TASK SET.
1 - According to the e-book essay, how many books did Amanda Hocking sell through self-publishing in January?
2 - Using the e-book essay, explain why the standard e-book contract terms have caught the attention of the writing community.
3 - From the e-book essay, reproduce the passage starting at "On March 22, less" and ending at "In one month.".

QUOTED PASSAGE.
I’ve been watching the e-book revolution with astonishment. Everything is changing so quickly. There’s no doubt that the times they are a’changing. In our house, most of the books we buy now are digital, and in the U.S., I’m selling more e-books than print. This is apt only to escalate.
On March 22, less than two months ago, Barry Eisler turned down half a million dollars from Minotaur Books in order to self-publish. On the same day, it was announced that Amanda Hocking did the exact opposite, turning away from the millions she’s earned self-publishing in order to be published by a big New York publisher.
“It is crazy that we live in a time that I have to justify taking a seven-figure publishing deal with St. Martin’s. Ten years ago, nobody would question this. Now everybody is.” — Amanda Hocking
I think what stirred the most were the revelations of Amanda Hocking’s “numbers”: in January of this year, self-publishing, she sold 450,000 books. In one month.
“Many of the folks who hit the pre-digital New York Times hardcover list did not have 450,000 book sales in a single year. Granted, Hocking’s books are mostly digital and they’re cheap (99 cents to $2.99), but still. These are significant game-changing numbers . . . ” —Kristine Kathryn Rusch, Beginning Writers Again—Sort Of (Changing Times Part 17)
Right now, given what has become “standard” contract terms, the publishers are doing well and the authors are not. Imagine an e-book that sells for $10 in the U.S. In current e-book practice, the publisher earns $5.25 on the sale of that book, and the author $1.75. If the author self-published the book, he or she would earn $7.00. Needless to say, this has caught the attention of the writing community.

RECORD EXCERPTS.
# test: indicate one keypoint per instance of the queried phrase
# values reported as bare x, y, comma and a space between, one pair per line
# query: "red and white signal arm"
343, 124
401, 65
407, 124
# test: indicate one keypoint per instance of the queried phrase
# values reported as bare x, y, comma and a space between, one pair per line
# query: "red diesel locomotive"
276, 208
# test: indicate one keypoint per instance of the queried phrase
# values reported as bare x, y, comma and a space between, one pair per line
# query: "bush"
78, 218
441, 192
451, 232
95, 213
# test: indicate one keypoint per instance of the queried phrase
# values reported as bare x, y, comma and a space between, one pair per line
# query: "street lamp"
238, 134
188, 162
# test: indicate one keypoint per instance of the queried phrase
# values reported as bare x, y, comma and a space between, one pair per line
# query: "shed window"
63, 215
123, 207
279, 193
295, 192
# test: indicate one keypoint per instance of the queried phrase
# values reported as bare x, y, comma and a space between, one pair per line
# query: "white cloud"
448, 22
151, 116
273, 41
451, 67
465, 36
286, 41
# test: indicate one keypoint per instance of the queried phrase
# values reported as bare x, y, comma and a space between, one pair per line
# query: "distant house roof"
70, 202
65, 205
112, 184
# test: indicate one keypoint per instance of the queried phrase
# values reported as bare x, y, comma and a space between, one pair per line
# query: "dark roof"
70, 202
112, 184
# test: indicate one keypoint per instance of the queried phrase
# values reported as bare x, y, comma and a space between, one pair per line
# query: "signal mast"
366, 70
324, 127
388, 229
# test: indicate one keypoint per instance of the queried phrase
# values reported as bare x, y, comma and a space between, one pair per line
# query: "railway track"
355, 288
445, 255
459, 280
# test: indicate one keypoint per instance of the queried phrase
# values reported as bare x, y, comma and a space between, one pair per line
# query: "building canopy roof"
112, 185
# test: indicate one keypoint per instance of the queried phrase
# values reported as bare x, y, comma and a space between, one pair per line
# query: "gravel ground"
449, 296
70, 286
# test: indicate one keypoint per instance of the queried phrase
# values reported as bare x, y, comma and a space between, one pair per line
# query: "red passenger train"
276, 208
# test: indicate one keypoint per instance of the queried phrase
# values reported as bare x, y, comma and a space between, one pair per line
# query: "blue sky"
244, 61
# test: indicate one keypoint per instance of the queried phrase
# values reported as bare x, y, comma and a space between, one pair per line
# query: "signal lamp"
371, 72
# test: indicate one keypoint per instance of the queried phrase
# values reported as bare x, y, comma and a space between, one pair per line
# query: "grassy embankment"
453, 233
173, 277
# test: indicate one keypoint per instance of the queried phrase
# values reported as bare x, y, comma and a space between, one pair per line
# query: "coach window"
---
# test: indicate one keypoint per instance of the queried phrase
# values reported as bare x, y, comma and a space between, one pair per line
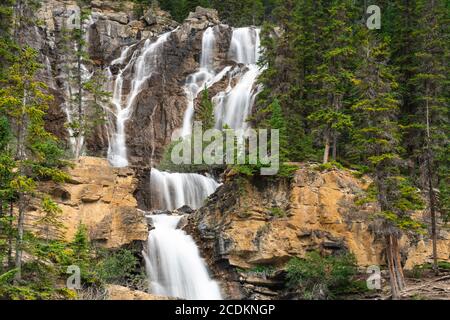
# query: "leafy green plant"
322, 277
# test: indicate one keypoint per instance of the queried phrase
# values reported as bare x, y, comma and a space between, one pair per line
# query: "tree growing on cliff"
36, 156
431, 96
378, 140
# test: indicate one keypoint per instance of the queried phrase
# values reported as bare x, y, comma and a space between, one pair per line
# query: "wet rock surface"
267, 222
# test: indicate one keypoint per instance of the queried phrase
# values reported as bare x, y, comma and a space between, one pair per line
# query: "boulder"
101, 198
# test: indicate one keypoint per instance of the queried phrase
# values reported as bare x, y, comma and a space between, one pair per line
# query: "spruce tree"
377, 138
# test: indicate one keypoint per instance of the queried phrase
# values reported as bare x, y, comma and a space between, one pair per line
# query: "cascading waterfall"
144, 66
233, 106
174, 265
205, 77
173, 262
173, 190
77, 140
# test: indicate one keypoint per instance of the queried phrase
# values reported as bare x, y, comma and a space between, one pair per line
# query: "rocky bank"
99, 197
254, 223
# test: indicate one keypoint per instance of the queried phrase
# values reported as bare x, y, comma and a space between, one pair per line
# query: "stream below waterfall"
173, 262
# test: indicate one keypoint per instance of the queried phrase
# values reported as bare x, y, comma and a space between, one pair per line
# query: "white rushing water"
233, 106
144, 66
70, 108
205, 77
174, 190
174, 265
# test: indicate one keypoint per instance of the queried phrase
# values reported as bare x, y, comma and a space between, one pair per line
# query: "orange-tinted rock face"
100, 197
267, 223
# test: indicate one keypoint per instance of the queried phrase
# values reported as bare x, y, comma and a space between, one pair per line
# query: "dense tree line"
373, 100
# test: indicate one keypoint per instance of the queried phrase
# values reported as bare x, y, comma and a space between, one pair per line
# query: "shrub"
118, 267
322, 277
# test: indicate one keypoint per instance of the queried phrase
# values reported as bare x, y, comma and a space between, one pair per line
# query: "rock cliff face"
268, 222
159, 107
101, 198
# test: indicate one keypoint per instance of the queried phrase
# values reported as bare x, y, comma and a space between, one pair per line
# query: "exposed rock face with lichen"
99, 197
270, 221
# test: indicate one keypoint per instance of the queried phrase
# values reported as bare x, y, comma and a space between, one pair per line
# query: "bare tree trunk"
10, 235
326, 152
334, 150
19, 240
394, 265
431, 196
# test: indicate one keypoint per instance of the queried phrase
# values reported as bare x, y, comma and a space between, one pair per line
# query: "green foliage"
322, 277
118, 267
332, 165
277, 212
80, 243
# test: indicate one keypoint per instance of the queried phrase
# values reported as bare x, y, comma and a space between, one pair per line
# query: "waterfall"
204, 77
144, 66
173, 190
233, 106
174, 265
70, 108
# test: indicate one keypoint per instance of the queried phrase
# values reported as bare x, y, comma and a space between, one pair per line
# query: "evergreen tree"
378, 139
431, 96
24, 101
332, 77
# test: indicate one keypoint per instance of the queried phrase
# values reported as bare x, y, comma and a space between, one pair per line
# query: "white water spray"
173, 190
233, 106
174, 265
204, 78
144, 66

EXERCISE SOLUTIONS.
1 - 450,000 books.

2 - Under current e-book practice, the publisher earns $5.25 on the sale of a $10 U.S. e-book and the author earns only $1.75. If the author self-published the same book, he or she would earn $7.00.

3 -
On March 22, less than two months ago, Barry Eisler turned down half a million dollars from Minotaur Books in order to self-publish. On the same day, it was announced that Amanda Hocking did the exact opposite, turning away from the millions she’s earned self-publishing in order to be published by a big New York publisher.
“It is crazy that we live in a time that I have to justify taking a seven-figure publishing deal with St. Martin’s. Ten years ago, nobody would question this. Now everybody is.” — Amanda Hocking
I think what stirred the most were the revelations of Amanda Hocking’s “numbers”: in January of this year, self-publishing, she sold 450,000 books. In one month.